- TASK TO CARRY OUT -
Put every line of the items below into a numbered list, leaving out the blank lines.

▬▬▬

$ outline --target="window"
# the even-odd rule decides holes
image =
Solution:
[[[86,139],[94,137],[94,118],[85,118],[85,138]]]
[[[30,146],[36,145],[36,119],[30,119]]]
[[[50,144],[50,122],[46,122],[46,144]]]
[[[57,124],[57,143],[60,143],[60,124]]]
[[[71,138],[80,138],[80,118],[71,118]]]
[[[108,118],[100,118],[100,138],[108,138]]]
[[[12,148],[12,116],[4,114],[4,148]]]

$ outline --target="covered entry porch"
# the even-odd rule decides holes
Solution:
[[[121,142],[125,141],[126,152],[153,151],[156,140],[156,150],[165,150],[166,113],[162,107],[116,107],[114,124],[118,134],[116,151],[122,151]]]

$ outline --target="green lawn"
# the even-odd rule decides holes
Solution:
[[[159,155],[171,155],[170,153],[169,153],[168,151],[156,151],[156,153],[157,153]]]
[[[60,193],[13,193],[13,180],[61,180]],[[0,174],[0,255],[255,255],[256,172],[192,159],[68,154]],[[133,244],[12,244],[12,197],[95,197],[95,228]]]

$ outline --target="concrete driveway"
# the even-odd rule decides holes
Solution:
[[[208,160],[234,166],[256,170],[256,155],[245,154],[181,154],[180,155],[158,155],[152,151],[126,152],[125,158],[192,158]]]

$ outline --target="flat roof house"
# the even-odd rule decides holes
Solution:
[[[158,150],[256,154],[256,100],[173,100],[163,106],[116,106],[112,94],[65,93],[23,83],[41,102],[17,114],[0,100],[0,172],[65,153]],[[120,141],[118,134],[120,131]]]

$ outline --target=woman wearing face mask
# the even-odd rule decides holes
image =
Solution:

▬▬▬

- REPLY TO THE TASK -
1. $ outline --target="window"
2. # the even-odd rule decides holes
3. image =
4. Solution:
5. [[[86,139],[94,137],[94,118],[85,118],[85,138]]]
6. [[[30,146],[36,145],[36,119],[30,119]]]
7. [[[50,144],[50,122],[46,122],[46,144]]]
8. [[[57,124],[57,143],[60,143],[60,124]]]
9. [[[71,138],[80,138],[80,118],[71,118]]]
10. [[[108,118],[100,118],[100,138],[108,138]]]
11. [[[12,148],[12,116],[4,114],[4,148]]]
12. $ outline --target="covered entry porch"
13. # the even-odd rule decides holes
14. Solution:
15. [[[121,142],[125,141],[126,152],[153,151],[156,140],[156,150],[165,150],[166,113],[162,107],[116,107],[114,124],[118,134],[116,151],[122,151]]]
16. $ outline --target="green lawn"
17. # the even-odd rule decides holes
18. Solution:
19. [[[159,155],[171,155],[170,153],[169,153],[168,151],[156,151],[156,153],[157,153]]]
20. [[[60,193],[13,193],[13,180],[61,180]],[[0,174],[0,255],[255,255],[256,172],[192,159],[68,154]],[[133,244],[12,244],[12,197],[95,197],[95,228]]]
21. $ outline --target="concrete driveway"
22. # the even-odd rule decides holes
23. Solution:
24. [[[208,160],[234,166],[256,170],[256,155],[245,154],[181,154],[180,155],[158,155],[152,151],[126,152],[125,158],[192,158]]]
25. $ outline --target="flat roof house"
26. # the even-odd rule decides holes
27. Solution:
28. [[[158,150],[256,154],[256,100],[173,100],[163,106],[116,106],[112,94],[65,93],[23,83],[41,102],[17,114],[0,100],[0,172],[65,153]],[[120,141],[118,134],[120,131]]]
29. $ outline --target=woman wearing face mask
30. # the even-odd rule decides holes
31. image =
32. Solution:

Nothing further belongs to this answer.